***** STORED DATA
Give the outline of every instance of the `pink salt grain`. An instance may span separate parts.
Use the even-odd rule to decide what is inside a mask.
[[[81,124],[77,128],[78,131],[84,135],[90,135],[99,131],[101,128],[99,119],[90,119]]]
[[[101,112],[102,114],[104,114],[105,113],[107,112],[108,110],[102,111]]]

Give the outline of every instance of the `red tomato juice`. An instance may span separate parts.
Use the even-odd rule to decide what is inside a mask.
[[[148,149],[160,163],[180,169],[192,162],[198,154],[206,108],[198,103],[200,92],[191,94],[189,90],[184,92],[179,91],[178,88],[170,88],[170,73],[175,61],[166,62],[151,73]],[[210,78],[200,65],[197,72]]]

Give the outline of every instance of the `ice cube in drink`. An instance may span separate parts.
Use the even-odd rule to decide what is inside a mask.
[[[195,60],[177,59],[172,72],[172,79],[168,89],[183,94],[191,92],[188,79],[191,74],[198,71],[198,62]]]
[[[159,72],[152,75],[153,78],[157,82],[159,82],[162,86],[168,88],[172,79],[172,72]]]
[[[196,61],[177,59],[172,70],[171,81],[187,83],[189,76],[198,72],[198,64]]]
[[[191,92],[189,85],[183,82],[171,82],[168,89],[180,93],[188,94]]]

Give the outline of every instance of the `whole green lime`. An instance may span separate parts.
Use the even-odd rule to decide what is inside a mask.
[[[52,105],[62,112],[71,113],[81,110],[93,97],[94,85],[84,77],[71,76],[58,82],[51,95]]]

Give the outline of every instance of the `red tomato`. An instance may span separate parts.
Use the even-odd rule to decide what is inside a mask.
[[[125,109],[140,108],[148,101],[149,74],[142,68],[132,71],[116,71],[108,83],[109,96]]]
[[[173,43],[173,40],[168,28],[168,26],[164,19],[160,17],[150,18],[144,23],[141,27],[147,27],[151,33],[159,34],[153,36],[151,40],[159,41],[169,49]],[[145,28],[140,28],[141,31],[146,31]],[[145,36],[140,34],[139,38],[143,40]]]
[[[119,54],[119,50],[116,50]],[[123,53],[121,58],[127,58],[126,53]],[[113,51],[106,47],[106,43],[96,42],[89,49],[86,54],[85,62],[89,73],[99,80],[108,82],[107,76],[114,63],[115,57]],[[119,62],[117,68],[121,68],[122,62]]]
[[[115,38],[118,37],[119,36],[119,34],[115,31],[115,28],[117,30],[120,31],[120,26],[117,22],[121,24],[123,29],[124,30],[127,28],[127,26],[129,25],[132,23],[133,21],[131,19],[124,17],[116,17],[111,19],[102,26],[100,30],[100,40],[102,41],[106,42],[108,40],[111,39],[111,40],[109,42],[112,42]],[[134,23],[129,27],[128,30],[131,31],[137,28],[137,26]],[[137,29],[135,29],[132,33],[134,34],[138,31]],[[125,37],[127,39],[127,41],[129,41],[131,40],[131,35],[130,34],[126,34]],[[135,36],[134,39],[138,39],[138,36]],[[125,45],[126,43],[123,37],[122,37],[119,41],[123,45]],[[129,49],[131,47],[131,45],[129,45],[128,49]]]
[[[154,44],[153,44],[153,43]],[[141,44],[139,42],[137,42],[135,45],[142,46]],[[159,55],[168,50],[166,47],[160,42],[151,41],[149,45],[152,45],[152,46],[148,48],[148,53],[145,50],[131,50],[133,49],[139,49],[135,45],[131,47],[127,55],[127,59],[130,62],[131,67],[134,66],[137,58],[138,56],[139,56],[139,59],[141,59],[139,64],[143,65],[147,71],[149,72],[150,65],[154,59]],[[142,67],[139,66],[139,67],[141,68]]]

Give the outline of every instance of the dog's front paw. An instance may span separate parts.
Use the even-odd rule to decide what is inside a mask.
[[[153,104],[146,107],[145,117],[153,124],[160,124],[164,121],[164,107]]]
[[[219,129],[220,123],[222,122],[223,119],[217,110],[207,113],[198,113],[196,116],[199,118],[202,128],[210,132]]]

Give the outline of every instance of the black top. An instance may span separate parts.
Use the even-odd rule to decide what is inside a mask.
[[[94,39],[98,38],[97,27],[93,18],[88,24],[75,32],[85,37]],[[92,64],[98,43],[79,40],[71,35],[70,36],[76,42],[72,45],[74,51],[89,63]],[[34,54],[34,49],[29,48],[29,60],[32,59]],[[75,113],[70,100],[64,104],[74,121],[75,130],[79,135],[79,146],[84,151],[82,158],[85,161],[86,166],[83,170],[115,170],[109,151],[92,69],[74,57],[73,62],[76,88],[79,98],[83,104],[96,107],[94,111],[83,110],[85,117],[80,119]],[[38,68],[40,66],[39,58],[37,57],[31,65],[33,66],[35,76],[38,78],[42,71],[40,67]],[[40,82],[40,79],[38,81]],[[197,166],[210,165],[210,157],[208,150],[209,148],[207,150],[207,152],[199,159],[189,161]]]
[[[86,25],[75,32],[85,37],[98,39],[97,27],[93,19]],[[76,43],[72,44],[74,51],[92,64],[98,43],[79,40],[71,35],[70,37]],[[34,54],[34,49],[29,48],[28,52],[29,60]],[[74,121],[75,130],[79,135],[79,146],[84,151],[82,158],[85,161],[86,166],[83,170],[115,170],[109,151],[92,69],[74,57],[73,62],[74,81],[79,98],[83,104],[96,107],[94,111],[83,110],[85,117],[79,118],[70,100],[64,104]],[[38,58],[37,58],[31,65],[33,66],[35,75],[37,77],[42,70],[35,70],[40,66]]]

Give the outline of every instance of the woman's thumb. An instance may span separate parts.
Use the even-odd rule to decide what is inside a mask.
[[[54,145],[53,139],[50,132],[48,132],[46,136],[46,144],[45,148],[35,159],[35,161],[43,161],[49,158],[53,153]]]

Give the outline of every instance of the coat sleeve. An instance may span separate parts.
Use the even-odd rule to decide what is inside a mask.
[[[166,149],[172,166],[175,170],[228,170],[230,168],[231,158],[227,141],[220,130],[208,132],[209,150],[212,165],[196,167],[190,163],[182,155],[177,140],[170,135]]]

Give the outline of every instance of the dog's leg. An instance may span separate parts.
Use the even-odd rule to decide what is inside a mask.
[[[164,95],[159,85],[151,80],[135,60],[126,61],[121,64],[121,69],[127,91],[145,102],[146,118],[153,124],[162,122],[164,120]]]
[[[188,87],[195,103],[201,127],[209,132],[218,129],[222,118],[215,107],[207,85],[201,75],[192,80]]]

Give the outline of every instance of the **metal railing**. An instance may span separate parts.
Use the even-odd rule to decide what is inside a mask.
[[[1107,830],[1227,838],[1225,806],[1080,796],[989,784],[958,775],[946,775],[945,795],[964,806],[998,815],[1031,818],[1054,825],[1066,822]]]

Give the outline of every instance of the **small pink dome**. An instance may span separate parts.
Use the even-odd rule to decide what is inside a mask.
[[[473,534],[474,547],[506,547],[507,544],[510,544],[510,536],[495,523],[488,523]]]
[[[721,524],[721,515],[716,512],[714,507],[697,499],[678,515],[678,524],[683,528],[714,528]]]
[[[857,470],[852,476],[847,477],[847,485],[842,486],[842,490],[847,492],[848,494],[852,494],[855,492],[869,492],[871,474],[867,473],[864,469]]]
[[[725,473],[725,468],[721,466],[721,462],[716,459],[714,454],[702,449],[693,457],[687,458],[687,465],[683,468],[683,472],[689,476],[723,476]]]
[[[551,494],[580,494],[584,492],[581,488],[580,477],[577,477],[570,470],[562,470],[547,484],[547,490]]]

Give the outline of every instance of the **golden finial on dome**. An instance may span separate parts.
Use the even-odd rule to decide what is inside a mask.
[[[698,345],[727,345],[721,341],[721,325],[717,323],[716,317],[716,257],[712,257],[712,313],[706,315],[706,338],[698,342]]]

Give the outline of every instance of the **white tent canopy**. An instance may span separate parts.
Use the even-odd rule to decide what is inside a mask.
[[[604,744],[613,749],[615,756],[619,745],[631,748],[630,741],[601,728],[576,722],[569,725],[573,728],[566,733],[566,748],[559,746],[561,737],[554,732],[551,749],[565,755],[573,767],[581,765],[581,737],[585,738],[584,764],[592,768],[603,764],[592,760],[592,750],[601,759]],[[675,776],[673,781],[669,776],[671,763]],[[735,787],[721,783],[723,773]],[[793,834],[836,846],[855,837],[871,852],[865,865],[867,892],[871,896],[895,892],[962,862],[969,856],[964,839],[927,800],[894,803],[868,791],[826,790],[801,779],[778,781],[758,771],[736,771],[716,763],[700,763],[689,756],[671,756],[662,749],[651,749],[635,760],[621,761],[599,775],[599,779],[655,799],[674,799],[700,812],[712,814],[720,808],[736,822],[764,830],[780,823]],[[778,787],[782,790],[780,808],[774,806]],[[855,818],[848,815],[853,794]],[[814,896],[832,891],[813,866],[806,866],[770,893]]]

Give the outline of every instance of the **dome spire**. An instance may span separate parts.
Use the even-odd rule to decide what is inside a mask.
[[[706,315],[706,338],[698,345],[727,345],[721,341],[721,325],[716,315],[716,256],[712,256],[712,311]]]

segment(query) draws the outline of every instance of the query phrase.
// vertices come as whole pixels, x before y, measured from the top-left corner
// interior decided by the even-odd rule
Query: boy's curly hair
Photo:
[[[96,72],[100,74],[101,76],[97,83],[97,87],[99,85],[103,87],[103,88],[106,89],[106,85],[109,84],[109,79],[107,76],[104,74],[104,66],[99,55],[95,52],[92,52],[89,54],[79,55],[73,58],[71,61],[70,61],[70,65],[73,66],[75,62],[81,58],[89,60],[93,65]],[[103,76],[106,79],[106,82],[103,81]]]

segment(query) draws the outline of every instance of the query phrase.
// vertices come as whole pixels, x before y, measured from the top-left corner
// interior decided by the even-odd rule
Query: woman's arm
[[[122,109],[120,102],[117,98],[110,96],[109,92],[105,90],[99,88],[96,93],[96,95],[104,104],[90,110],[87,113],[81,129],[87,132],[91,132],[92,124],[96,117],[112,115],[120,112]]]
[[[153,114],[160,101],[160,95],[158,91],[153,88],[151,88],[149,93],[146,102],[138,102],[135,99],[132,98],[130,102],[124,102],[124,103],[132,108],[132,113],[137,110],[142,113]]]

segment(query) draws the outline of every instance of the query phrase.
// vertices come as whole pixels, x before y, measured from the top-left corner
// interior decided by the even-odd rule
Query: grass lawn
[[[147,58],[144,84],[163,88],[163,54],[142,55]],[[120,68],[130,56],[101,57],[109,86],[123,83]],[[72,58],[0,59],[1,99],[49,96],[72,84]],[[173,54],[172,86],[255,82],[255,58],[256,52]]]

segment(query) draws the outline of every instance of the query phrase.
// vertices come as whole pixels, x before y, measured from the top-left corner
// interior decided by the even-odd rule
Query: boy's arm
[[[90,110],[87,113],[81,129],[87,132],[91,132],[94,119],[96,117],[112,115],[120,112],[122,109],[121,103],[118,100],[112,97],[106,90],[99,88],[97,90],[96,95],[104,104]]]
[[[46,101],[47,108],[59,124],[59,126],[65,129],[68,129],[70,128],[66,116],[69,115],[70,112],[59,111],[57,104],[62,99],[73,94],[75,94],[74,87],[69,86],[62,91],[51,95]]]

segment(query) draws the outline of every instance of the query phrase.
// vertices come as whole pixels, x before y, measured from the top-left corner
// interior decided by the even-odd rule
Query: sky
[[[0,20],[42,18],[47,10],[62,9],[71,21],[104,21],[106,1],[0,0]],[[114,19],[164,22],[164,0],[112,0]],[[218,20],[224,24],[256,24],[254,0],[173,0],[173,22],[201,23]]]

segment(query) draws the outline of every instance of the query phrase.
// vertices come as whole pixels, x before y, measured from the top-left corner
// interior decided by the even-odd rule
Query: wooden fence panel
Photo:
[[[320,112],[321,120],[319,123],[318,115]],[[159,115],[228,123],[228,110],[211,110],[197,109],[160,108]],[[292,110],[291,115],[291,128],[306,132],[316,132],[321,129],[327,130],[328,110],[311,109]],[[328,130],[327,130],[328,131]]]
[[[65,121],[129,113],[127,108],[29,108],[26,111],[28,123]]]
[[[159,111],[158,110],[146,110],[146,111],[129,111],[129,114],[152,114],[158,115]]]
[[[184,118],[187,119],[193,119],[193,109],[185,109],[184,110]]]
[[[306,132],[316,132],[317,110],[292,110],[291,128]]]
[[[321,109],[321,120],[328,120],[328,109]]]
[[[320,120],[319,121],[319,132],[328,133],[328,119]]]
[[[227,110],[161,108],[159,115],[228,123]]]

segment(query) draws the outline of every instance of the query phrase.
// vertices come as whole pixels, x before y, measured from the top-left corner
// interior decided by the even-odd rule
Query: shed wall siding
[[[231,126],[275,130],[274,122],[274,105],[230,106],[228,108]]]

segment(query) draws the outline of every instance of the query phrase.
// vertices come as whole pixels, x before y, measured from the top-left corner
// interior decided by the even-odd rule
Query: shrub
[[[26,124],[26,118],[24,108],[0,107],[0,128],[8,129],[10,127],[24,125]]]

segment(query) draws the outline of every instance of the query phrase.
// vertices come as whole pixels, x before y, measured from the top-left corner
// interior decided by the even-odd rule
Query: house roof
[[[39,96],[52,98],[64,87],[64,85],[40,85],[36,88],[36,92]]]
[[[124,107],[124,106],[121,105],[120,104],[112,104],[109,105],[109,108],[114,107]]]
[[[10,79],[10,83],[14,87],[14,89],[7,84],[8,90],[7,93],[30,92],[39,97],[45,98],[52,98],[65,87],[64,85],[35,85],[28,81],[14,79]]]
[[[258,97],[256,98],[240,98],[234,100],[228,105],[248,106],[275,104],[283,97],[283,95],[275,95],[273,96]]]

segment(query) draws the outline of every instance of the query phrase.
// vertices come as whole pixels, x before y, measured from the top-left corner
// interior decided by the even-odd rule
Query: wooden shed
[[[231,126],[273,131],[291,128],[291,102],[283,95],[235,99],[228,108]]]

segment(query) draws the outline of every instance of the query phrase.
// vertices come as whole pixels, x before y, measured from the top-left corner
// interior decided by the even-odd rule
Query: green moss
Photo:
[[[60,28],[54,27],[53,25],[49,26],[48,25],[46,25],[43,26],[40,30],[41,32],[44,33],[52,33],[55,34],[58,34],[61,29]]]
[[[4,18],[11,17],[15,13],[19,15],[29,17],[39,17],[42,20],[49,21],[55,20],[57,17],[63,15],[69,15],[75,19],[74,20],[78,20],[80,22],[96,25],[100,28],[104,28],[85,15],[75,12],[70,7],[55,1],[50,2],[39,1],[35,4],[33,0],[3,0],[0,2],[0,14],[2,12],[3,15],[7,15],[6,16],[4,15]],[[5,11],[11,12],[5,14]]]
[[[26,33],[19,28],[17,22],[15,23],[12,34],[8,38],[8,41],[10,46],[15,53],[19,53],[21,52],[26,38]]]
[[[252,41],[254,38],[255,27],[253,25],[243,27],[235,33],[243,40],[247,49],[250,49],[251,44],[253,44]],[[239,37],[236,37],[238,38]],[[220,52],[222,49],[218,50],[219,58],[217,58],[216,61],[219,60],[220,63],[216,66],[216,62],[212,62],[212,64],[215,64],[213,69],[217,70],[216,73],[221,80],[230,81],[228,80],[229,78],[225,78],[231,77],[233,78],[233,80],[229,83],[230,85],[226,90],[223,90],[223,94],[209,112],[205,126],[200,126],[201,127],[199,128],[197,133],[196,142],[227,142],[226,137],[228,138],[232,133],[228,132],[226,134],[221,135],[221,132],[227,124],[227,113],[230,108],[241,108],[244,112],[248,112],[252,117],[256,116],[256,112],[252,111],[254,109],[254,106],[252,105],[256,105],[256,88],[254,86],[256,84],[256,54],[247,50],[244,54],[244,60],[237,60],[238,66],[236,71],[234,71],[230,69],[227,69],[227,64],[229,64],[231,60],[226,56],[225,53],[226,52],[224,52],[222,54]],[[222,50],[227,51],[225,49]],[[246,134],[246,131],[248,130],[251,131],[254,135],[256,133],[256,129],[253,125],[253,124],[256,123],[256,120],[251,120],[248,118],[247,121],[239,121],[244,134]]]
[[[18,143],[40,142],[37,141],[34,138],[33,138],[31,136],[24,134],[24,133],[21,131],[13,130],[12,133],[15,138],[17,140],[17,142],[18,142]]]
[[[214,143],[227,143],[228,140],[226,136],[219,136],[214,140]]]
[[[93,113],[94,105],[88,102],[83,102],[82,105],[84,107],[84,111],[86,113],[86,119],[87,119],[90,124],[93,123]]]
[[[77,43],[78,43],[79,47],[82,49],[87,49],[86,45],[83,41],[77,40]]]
**********
TASK DIRECTIONS: Collect every line of the material above that contains the string "wooden".

EXPECTED ANSWER:
Query: wooden fence panel
Query: wooden shed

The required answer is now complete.